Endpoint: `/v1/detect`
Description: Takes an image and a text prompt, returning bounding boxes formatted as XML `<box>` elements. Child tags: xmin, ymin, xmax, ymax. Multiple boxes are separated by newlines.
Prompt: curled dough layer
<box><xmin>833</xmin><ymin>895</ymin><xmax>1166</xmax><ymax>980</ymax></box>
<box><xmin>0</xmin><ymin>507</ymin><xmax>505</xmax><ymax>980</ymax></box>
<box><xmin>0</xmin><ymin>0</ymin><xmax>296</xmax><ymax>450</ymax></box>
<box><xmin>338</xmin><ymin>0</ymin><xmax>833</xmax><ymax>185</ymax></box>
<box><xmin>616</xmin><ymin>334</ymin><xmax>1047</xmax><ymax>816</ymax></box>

▸ GIVEN EXERCISE
Reproduce all of the rows above verbatim, leaving every character unchanged.

▸ THE OUTPUT
Endpoint: `/v1/detect`
Description: Takes an image and a text prompt, returning bounding boxes formatted as XML `<box>` elements. Child tags: xmin, ymin, xmax, ymax. Multiple boxes are separated by newlines.
Prompt: curled dough layer
<box><xmin>833</xmin><ymin>895</ymin><xmax>1166</xmax><ymax>980</ymax></box>
<box><xmin>0</xmin><ymin>507</ymin><xmax>505</xmax><ymax>980</ymax></box>
<box><xmin>0</xmin><ymin>0</ymin><xmax>296</xmax><ymax>450</ymax></box>
<box><xmin>338</xmin><ymin>0</ymin><xmax>833</xmax><ymax>185</ymax></box>
<box><xmin>616</xmin><ymin>334</ymin><xmax>1047</xmax><ymax>816</ymax></box>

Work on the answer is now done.